> _To do_
Print out each entry below exactly, please.

Collected data entries:
^^^^^^^^^^^^^^^^

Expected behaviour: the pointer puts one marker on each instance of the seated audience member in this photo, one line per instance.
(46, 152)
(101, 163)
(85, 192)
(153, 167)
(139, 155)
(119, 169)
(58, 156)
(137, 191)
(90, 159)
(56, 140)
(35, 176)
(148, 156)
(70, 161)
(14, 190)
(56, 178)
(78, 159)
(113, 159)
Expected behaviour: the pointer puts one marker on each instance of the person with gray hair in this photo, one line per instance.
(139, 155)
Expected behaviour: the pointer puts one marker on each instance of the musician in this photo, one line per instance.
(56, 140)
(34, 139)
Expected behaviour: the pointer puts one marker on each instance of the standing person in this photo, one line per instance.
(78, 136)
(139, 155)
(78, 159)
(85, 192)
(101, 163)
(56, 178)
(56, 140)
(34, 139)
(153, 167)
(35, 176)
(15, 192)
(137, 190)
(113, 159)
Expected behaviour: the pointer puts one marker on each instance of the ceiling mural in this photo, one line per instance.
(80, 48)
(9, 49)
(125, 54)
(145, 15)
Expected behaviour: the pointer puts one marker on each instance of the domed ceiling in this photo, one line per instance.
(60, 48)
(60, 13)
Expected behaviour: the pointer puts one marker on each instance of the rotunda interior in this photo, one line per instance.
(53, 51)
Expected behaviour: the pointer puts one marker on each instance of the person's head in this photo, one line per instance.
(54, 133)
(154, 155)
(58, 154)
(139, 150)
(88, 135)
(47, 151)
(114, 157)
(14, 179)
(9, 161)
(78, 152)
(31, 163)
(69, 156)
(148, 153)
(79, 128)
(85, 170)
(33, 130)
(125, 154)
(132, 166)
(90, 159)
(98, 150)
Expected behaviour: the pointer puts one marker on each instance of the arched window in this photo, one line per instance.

^^^^^^^^^^^^^^^^

> _Problem solution_
Expected behaviour: the pointer puts one marker on each instance of the seated audience member in this photo, one line per instance.
(46, 152)
(101, 163)
(85, 192)
(153, 167)
(139, 155)
(119, 169)
(58, 156)
(137, 191)
(90, 159)
(56, 140)
(35, 176)
(148, 156)
(70, 161)
(14, 190)
(56, 178)
(78, 159)
(113, 159)
Expected behaviour: the pointer puts one marker on each instance of the person with gray hair in this photo, one line per instance.
(139, 155)
Expected behaviour: the pointer puts one marker on each instance of the musician in this photo, one line per instance.
(56, 140)
(34, 139)
Expected behaviour: the pointer puts one marker on each instance of the standing person in this photo, one line per instance.
(78, 136)
(139, 155)
(78, 159)
(85, 192)
(101, 163)
(56, 178)
(56, 140)
(34, 139)
(153, 167)
(35, 176)
(15, 192)
(137, 190)
(113, 159)
Expected behaviour: the pointer puts one marker on each instance of the ceiling mural in this photo, one line per instance.
(80, 48)
(9, 49)
(125, 54)
(145, 15)
Expected behaviour: the pointer puts one marker on each instance of the domed ceiling in this photo, one line per instance.
(60, 48)
(60, 13)
Expected behaviour: the pointer puts one marker on each instance of the rotunda interior in this photo, one line per instance.
(53, 51)
Expected behaviour: the pointer puts one marker on each instance of the person's head in this photo, one line per instance.
(54, 133)
(154, 155)
(58, 154)
(139, 150)
(88, 135)
(47, 151)
(114, 157)
(14, 179)
(9, 161)
(78, 152)
(31, 163)
(69, 156)
(148, 153)
(79, 128)
(85, 170)
(33, 130)
(125, 154)
(132, 166)
(90, 159)
(98, 150)
Expected behaviour: the pointer puts one marker on each instance of the arched window in this photo, one line per instance.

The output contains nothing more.